What is being asked :: All lines from the one with "Task: place a pin on each instance of the vertical" onward, through the last line of the records below, are to be retyped word for word.

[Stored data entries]
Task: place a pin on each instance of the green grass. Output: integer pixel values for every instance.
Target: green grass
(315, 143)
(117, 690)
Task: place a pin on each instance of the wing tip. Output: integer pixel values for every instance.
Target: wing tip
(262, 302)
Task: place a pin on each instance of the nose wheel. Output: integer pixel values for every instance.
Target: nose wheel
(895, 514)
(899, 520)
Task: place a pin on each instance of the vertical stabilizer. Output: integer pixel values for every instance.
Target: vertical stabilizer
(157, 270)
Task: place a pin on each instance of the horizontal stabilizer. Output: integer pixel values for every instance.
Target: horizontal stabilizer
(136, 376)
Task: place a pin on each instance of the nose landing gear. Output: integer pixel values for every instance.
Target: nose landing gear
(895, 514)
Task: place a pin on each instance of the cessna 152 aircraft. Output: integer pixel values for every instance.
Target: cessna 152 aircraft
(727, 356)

Result of the task ::
Task: place a pin on each instance of the vertical stabilizer. Output: integer pixel values for every instance.
Target: vertical stabilizer
(157, 270)
Task: place a pin on each instance of the horizontal stabilizer. Output: integer pixel values for every instance.
Target: horizontal stabilizer
(136, 376)
Task: place a pin on each instance of the nose landing gear. Output: integer pixel values for every instance.
Target: nose landing gear
(895, 514)
Task: place a pin on each instance of the cessna 152 aircraft. Output: integer pixel values for every instance.
Target: cessna 152 aircraft
(727, 356)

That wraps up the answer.